### [CHALLENGE A]
Answer these questions about the tribunal decision, each on its own line: (i) Where and on what date was the case heard? (ii) Who appeared for the respondent? (iii) Under which rule was the appellant granted anonymity?
### [CHALLENGE B]
Write the next part of the tribunal decision, starting after its final sentence on contempt of court.

### [SELECTED TEXT]
--- --- ---
The decision


IN THE UPPER TRIBUNAL
IMMIGRATION AND ASYLUM CHAMBER
Case No: UI-2022-004115
First-tier Tribunal No: PA/55229/2021
IA/15792/2021



THE IMMIGRATION ACTS

Decision & Reasons Issued:
On the 21 May 2023


Before

UPPER TRIBUNAL JUDGE STEPHEN SMITH
DEPUTY UPPER TRIBUNAL JUDGE FROOM

Between

GH (Palestine)
(ANONYMITY DIRECTION MADE)
Appellant
and

Secretary of State for the Home Department
Respondent


Representation:
For the Appellant: Mr S. Saeed, Solicitor Advocate,
For the Respondent: Mr A. Basra, Home Office Presenting Officer

Heard at Field House on 11 May 2023

­Order Regarding Anonymity

Pursuant to rule 14 of the Tribunal Procedure (Upper Tribunal) Rules 2008, the appellant is granted anonymity.

No-one shall publish or reveal any information, including the name or address of the appellant, likely to lead members of the public to identify the appellant. Failure to comply with this order could amount to a contempt of court.
--- --- ---
### [RECORDS SHOWN]
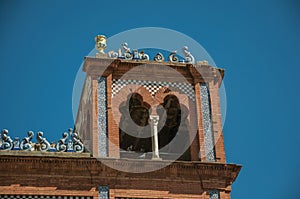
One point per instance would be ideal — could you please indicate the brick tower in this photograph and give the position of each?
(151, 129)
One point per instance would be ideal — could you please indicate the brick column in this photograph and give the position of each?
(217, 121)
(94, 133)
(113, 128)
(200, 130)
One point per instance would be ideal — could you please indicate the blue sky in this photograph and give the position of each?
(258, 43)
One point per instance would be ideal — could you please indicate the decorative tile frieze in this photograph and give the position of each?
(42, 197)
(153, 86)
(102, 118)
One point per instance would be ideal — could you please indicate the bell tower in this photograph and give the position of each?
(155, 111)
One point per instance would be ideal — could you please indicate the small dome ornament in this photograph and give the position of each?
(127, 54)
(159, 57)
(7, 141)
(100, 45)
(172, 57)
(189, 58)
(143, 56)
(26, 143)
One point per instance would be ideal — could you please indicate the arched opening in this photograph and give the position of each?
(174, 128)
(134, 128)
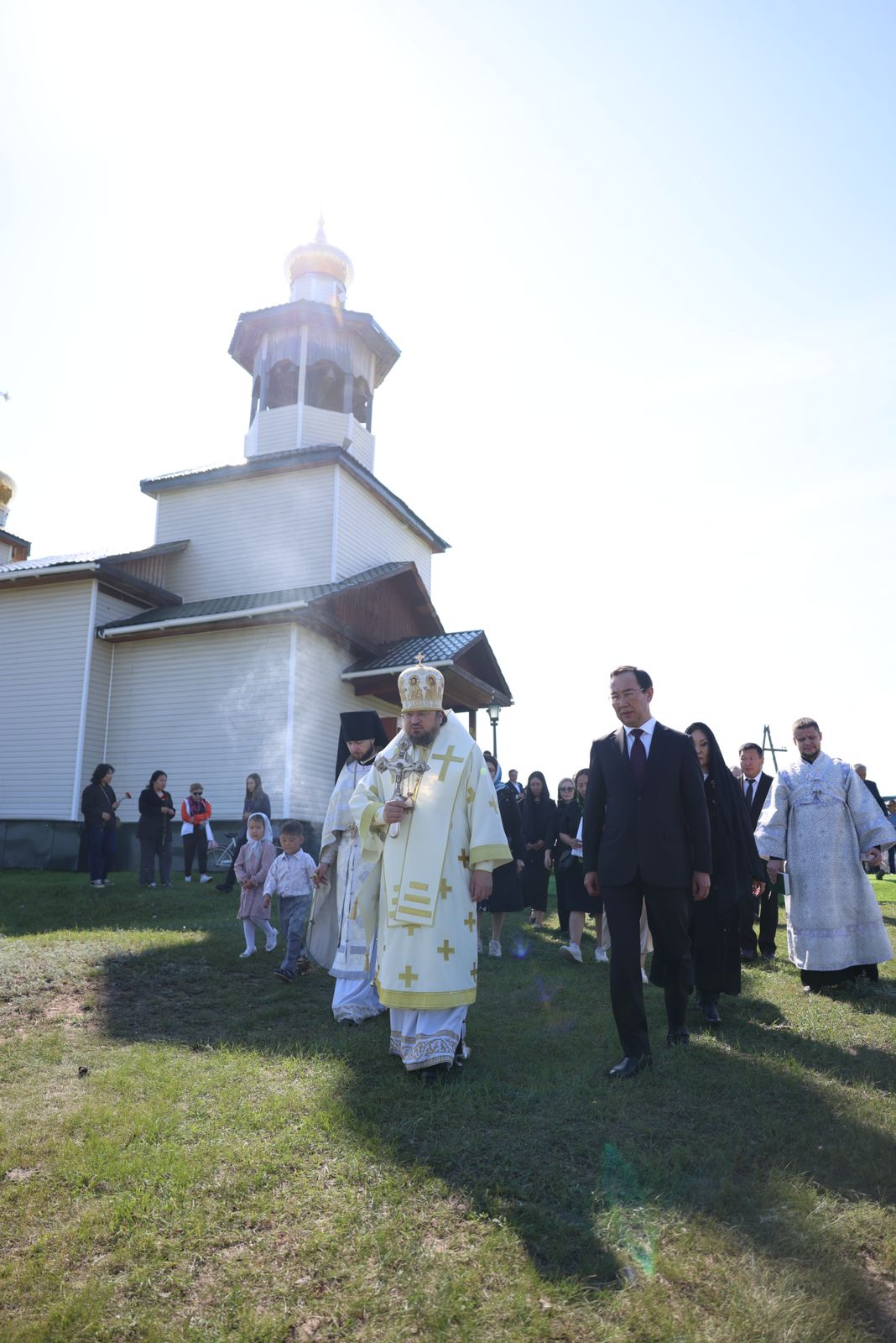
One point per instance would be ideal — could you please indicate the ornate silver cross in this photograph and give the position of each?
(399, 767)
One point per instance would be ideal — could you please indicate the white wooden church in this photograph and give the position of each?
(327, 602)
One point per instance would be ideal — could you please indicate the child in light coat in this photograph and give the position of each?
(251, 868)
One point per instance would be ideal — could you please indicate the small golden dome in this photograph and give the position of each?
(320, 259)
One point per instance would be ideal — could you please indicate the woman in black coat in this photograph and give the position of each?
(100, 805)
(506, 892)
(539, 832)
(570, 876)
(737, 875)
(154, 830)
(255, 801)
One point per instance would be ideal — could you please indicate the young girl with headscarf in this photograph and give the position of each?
--- --- ---
### [FINAL ANSWER A]
(i) At Field House on 11 May 2023.
(ii) Mr A. Basra, Home Office Presenting Officer.
(iii) Rule 14 of the Tribunal Procedure (Upper Tribunal) Rules 2008.

### [FINAL ANSWER B]
DECISION AND REASONS

1. By a decision dated 28 May 2022 First-tier Tribunal Judge Peer (“the judge”) dismissed an appeal brought by the appellant, a citizen of the Palestinian territories, against a decision of the respondent dated 14 October 2021 refusing his asylum and humanitarian protection claim. The judge heard the appeal under section 82(1) of the Nationality, Immigration and Asylum Act 2002 (“the 2002 Act”). The appellant now appeals against the decision of the judge with the permission of Upper Tribunal Judge Kamara.
Factual background
2. The appellant resided in a UN Works and Relief Agency (“UNRWA”) camp in Lebanon with his mother and brother. He claims that he had been recruited voluntarily by a militia group affiliated with Hezbollah, Ansraullah, to work as a guard in an office building, in February 2017. Later that year, his employers informed him that he had been selected for training in order to fight for Hezbollah in Syria. He did not want to do so. His mother arranged for him to leave the country with the help of an agent before he was due to report for training. He left Lebanon on 2 August 2017 for Turkey. On 14 August 2017, the family home where he lived with his mother was raised by Ansarullah militia looking for him.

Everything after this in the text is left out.